→ Your goal: Set down, without alteration, the lines from the one that contains "Each instance of the group" through the final line of the material below.

Items from a dataset:
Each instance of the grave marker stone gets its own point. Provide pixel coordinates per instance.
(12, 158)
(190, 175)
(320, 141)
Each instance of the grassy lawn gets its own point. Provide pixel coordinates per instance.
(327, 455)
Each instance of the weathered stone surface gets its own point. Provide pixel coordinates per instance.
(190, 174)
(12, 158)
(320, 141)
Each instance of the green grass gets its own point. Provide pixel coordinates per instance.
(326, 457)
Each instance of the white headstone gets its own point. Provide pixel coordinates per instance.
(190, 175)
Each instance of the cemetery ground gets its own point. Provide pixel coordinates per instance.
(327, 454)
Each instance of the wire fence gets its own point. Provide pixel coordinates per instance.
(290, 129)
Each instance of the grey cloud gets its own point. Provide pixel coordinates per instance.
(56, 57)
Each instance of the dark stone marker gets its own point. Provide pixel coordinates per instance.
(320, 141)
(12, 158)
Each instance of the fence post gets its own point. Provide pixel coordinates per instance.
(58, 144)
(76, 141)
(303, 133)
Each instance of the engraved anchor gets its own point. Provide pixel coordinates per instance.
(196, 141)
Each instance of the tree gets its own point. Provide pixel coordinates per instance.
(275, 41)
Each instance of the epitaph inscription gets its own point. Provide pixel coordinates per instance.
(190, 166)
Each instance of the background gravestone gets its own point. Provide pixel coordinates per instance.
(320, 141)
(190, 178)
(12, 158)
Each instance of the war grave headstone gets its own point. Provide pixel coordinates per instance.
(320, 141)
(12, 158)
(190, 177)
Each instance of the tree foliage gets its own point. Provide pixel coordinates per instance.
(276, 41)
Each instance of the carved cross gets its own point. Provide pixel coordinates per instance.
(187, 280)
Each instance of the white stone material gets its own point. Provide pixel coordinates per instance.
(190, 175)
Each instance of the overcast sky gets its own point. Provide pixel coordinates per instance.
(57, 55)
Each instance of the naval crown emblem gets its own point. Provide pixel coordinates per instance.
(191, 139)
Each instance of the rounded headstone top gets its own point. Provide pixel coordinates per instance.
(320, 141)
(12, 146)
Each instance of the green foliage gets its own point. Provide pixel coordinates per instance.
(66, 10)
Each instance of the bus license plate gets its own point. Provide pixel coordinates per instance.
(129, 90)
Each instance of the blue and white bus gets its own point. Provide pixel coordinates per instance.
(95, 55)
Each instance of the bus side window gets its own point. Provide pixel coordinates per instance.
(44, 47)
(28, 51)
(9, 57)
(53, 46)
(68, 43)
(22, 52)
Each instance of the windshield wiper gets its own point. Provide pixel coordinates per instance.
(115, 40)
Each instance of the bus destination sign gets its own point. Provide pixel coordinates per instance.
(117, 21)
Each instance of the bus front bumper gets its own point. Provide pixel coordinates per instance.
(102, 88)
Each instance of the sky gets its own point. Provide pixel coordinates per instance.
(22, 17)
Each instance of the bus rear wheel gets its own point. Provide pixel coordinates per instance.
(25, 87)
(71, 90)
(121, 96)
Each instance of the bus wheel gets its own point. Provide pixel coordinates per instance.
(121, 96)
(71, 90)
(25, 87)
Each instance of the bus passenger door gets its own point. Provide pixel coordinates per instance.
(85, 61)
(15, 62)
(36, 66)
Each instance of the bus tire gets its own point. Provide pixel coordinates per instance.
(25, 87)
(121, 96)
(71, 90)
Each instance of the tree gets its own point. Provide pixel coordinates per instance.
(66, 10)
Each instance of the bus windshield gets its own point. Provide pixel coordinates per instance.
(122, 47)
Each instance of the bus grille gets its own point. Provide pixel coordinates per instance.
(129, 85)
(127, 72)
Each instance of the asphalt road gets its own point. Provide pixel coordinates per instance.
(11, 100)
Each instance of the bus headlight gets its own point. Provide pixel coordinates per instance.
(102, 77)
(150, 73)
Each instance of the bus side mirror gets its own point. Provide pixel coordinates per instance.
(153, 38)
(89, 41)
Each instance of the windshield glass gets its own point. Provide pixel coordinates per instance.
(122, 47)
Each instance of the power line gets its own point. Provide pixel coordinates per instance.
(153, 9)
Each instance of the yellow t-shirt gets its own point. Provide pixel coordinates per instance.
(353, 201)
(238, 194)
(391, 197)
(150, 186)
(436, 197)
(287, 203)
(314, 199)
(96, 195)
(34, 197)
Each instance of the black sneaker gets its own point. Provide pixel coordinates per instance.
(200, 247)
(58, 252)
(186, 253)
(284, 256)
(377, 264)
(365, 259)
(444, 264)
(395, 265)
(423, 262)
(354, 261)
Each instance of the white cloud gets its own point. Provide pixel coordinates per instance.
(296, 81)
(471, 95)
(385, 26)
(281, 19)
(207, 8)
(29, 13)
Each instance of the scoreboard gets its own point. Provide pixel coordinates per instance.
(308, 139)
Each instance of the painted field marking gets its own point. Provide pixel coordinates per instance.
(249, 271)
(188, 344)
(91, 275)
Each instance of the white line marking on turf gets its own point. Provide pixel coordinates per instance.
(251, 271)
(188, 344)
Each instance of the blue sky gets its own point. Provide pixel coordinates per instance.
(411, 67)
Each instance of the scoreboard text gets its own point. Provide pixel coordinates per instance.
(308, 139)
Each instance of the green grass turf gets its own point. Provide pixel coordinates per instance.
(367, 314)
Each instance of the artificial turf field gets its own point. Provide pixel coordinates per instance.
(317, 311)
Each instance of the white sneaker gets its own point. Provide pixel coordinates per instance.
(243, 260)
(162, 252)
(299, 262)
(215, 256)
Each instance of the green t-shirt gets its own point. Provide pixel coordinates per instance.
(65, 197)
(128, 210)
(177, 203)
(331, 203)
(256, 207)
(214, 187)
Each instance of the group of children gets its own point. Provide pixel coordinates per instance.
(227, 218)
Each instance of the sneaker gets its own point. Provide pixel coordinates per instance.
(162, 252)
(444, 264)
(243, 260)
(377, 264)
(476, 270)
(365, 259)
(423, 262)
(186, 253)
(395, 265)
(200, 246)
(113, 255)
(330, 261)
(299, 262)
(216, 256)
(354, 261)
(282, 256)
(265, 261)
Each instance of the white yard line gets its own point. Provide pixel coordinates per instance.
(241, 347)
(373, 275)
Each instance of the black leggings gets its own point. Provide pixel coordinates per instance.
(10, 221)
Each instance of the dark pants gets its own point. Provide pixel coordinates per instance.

→ Written answer:
Each instance of the group of children gets its own point. Provide pixel coordinates per instance.
(227, 218)
Each instance of the sneaker gets its own point. Provide pixel coordinates per instance.
(162, 252)
(444, 264)
(243, 260)
(377, 264)
(476, 270)
(365, 259)
(423, 262)
(186, 253)
(395, 265)
(200, 246)
(113, 255)
(330, 261)
(299, 262)
(216, 256)
(354, 261)
(282, 256)
(265, 261)
Each instance of the white yard line gets its own point. Provide pixel coordinates per instance.
(241, 347)
(373, 275)
Each instance of the black leggings gets its own point. Provide pixel coordinates per instance.
(10, 221)
Each instance of the dark pants gets its own point. Provide pixel coordinates per instance.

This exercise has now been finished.